EXTRACT →
.....
’Gamification’ may improve effectiveness of weight loss interventions
Weight loss interventions with game elements, especially competition, result in significantly greater increases in physical activity among overweight and obese adults compared with those that do not have game elements, according to study results published in JAMA Internal Medicine.
“Gamification is the use of game design elements, such as points and levels in nongame contexts, and is increasingly being used to promote healthy behaviors,” Mitesh S. Patel, MD, MBA, MS, an assistant professor of medicine in the department of medicine at the Perelman School of Medicine at the University of Pennsylvania, and colleagues wrote.
They noted that gamification interventions had previously been successful at promoting workplace wellness and shorter weight loss interventions, but the long-term results had not previously been tested.
The trial consisted of a 2-week baseline period followed by a 24-week intervention and a 12-week follow-up period. Participants were asked wear devices connected to a smartphone app to track their daily steps and were monitored remotely.
.....
DATASET EXTRACT →
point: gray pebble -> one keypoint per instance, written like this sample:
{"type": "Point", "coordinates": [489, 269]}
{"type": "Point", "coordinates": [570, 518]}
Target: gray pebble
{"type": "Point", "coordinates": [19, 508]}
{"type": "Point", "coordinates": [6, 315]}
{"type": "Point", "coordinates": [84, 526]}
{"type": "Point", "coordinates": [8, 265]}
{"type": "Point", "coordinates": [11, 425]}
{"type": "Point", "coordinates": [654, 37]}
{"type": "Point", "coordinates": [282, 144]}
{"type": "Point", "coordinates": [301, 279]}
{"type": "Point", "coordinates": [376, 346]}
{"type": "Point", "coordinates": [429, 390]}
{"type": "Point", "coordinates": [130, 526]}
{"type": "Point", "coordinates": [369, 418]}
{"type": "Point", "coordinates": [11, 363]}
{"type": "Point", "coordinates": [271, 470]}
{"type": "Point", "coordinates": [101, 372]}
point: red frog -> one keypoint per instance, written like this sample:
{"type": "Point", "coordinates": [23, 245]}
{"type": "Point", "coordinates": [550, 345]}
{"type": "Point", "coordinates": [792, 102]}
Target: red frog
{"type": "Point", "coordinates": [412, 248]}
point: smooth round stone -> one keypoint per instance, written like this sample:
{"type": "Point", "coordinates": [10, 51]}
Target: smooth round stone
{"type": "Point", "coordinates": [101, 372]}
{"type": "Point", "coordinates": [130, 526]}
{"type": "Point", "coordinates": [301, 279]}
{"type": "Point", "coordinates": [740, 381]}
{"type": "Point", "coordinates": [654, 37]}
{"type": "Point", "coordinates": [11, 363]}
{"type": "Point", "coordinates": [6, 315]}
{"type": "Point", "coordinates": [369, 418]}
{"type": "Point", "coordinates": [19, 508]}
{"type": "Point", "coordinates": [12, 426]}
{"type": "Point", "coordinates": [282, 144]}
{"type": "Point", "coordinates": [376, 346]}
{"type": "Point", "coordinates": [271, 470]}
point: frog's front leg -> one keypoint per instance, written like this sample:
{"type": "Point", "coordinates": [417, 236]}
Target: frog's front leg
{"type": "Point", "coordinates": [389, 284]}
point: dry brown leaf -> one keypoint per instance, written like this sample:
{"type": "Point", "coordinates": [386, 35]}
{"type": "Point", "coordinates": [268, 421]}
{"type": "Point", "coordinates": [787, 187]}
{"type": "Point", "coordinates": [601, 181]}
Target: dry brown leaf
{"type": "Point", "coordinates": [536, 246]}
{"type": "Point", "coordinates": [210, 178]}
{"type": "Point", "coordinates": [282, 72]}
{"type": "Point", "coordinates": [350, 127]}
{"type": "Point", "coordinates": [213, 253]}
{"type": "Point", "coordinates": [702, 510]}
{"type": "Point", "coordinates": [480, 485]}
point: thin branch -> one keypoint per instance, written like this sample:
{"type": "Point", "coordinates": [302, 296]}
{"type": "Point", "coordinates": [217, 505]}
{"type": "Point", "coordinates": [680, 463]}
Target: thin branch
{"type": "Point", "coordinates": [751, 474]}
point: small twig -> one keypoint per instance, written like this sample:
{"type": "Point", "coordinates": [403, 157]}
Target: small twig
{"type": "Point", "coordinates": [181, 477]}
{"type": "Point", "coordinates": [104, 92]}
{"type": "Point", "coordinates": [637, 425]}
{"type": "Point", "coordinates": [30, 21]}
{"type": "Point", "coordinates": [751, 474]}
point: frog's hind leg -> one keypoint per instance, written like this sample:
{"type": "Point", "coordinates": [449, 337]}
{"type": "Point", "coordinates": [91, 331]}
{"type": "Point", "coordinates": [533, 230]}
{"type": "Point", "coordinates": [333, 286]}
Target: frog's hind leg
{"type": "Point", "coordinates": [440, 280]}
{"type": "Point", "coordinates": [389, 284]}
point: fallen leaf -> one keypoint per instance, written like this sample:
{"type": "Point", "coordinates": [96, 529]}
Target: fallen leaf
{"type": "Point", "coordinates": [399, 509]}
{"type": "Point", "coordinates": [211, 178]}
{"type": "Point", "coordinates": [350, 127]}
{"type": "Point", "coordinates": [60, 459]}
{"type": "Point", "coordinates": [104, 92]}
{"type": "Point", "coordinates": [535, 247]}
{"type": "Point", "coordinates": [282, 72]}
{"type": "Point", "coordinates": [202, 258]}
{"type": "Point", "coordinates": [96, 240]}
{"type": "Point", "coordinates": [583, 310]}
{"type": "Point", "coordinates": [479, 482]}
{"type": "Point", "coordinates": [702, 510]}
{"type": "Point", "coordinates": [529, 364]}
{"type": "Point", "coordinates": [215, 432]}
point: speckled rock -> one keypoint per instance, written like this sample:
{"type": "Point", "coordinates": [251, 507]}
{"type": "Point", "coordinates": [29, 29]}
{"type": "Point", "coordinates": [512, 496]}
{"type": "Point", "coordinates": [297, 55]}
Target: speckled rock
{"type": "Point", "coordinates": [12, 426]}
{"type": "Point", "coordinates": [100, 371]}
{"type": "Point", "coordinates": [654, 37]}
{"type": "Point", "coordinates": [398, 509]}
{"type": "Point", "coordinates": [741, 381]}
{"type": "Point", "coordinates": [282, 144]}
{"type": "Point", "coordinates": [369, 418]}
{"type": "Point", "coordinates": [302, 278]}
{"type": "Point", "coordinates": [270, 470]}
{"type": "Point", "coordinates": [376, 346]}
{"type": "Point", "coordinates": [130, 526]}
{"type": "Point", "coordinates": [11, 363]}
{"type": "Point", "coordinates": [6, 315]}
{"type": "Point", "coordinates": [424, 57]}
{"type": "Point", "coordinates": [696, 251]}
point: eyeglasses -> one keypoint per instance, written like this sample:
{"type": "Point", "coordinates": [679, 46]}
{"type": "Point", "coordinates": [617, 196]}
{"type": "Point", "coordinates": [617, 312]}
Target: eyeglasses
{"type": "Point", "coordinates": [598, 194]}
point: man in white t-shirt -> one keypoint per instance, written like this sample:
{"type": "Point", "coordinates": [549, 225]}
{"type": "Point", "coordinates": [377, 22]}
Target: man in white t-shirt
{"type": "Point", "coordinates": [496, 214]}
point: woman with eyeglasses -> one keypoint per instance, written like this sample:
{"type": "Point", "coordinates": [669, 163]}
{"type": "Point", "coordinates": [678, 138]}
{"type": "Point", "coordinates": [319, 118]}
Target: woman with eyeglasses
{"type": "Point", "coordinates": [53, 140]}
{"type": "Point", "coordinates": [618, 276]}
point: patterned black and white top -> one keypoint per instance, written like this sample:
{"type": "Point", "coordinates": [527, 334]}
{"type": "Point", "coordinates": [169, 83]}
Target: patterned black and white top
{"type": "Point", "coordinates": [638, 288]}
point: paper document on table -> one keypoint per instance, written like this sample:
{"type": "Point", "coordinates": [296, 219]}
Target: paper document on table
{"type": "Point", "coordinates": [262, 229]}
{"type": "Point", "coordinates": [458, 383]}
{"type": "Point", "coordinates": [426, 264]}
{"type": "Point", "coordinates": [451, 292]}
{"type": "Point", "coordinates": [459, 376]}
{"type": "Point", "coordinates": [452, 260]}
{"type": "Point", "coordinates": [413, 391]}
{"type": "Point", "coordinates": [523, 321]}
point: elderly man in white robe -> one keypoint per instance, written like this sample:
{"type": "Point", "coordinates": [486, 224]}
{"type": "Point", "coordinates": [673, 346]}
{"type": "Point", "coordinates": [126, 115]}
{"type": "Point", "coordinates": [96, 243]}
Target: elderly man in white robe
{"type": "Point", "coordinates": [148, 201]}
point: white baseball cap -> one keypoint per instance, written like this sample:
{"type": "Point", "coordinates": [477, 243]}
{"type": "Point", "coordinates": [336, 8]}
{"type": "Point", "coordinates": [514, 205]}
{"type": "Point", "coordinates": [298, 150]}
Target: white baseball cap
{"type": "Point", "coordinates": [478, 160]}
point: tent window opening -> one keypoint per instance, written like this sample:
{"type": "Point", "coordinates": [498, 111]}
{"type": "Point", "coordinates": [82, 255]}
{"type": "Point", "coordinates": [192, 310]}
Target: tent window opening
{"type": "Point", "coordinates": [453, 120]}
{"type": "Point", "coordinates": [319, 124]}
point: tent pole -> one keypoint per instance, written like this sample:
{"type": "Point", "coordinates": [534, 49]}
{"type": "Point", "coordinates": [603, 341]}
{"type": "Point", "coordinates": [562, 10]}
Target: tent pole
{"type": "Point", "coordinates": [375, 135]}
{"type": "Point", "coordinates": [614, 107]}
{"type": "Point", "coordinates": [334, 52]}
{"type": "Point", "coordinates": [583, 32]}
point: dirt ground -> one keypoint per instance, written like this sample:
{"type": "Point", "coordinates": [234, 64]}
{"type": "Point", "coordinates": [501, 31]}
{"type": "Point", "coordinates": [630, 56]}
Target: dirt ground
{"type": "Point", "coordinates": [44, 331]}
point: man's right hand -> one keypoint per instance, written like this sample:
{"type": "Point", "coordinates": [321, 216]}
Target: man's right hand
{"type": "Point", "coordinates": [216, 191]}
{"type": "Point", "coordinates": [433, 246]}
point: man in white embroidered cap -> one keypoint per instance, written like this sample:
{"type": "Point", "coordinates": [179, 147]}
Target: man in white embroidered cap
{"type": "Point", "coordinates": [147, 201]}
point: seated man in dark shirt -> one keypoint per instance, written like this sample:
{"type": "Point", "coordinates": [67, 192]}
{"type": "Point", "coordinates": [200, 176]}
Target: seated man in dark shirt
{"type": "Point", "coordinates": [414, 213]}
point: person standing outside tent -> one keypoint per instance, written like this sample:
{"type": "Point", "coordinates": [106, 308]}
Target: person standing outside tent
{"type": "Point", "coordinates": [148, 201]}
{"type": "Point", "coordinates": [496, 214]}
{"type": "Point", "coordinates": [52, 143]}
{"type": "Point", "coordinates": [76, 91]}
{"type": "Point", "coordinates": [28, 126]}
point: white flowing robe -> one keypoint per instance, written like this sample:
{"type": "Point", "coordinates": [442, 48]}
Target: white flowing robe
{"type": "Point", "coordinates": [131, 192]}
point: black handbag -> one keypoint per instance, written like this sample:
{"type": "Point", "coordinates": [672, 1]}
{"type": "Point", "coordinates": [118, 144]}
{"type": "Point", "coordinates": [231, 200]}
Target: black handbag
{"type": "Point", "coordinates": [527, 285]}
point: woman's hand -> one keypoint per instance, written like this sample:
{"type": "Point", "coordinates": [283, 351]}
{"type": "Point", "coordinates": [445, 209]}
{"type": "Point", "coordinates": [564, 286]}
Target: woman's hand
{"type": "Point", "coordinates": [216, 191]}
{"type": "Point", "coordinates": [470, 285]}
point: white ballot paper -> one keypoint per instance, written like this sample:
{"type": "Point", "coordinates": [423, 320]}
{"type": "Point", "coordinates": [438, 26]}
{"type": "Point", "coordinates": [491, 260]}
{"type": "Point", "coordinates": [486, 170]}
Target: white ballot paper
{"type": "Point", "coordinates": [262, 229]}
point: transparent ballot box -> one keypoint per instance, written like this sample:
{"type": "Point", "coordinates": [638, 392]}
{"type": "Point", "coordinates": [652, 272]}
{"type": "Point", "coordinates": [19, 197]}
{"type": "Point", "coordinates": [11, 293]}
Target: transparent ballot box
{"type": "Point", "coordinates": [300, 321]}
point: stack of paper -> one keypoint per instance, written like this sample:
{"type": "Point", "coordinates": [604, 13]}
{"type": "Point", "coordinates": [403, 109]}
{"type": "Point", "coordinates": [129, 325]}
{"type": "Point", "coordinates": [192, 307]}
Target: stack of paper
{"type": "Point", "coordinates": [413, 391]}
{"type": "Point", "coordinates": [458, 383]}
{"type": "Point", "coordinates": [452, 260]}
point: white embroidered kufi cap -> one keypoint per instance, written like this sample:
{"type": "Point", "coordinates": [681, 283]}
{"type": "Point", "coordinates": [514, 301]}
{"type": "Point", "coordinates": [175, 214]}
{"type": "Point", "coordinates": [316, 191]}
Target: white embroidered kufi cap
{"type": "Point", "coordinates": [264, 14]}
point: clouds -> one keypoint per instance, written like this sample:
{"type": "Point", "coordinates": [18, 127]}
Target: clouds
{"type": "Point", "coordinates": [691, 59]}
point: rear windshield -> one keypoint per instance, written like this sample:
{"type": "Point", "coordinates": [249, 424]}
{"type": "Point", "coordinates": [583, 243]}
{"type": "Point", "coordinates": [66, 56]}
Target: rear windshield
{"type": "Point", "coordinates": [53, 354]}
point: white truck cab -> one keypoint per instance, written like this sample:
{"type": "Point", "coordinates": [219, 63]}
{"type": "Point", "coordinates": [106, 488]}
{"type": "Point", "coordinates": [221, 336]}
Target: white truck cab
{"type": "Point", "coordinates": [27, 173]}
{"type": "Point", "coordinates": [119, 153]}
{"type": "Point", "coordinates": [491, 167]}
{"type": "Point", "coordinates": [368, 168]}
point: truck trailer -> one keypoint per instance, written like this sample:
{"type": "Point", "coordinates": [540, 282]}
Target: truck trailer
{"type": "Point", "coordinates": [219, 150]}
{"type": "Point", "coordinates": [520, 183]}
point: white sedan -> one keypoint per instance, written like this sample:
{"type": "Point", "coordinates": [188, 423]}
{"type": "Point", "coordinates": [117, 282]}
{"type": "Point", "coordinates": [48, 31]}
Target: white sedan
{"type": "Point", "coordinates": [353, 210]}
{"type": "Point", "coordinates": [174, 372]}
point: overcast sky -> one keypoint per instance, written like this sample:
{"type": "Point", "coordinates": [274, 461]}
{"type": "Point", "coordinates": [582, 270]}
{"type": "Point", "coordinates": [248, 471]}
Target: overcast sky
.....
DIRECTIONS →
[1] List the periods of the trial described in the article on gamification and weight loss, giving the length of each.
[2] In which journal were the study results described in the article on gamification and weight loss published?
[3] Write what comes next in the article on gamification and weight loss, continuing after its last sentence.

RESPONSES BY TASK →
[1]
- A 2-week baseline period
- A 24-week intervention
- A 12-week follow-up period

[2] JAMA Internal Medicine

[3]
Once enrolled, participants were randomly assigned the control arm or to a support, collaboration or competitive gamification arm where they were entered into a game with points and levels.
Participants in the gamification arm were given 70 points at the beginning of each week and lost 10 points each day they did not achieve their step goal. To demonstrate their progress in the game, participants had the opportunity to move up or down a level at the end of each week based on the points they earned. Participants received feedback regularly from both the wearable device and the smartphone application.
In the support arm, participants’ friends or family members were sent weekly performance reports. The collaboration arm placed participants into teams of three, and a different member was randomly selected to represent the team each day, making members accountable to each other. The competitive arm placed participants in groups of three and ranked them based on their progress at the end of each week.
The study included 602 participants with obesity and overweight from 40 states.
Researchers found that compared with those in the control arm, participants experienced greater step count increases in the competition arm (adjusted difference = 920; 95% CI, 513-1,328), support arm (adjusted difference = 689; 95% CI, 267-977), and collaboration arm (adjusted difference = 637; 95% CI, 258-1,017).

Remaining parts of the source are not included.